(Point-based annotation data)
----------------

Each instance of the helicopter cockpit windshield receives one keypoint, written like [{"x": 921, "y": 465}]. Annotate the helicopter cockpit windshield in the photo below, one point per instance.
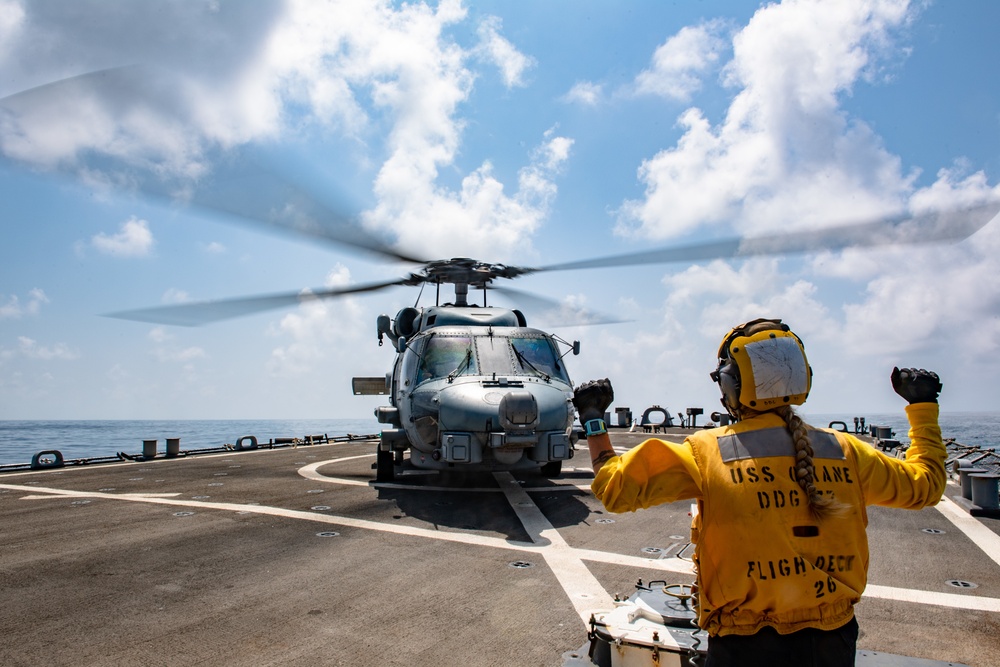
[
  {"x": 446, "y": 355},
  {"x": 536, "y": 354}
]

----------------

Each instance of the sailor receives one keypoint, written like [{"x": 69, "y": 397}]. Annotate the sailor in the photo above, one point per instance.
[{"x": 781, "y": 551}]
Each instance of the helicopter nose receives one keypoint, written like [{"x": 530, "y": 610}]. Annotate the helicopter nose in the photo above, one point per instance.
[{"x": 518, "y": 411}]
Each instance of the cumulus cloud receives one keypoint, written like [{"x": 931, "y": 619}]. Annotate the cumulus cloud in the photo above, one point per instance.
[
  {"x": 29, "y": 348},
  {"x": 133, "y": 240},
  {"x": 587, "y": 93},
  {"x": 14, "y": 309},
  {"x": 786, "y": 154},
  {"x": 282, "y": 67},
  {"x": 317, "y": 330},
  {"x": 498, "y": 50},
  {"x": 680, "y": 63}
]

----------------

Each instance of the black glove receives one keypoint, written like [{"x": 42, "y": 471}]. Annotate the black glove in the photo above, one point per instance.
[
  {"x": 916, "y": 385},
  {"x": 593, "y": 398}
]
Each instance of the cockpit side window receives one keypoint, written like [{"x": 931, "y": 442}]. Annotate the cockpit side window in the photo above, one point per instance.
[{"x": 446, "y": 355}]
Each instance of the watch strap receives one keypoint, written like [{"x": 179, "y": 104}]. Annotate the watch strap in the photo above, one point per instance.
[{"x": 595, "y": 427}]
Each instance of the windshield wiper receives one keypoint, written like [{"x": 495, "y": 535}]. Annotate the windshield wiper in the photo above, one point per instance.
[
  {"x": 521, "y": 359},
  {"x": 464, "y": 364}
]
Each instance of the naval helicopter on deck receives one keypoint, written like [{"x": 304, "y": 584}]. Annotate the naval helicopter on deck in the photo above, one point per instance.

----------------

(WRITTEN EXERCISE)
Copy the data verbatim from the line with "Each instance of the watch" to the line with "Each instance of the naval", both included.

(THE REPLY)
Each instance of the watch strap receives one keypoint, written like [{"x": 179, "y": 104}]. Annotate the watch strap in the photo above, one point per instance.
[{"x": 595, "y": 427}]
Each instance of the windshield wiper receives one keypoint, written like [{"x": 495, "y": 535}]. Annotate the windshield wiper in the photo above, one point per instance.
[
  {"x": 521, "y": 359},
  {"x": 464, "y": 364}
]
Each instance of the naval helicopter on deck receives one keypoint, written like [{"x": 304, "y": 584}]. Annotate the naval helicopter on deck in the photo above, one point per instance.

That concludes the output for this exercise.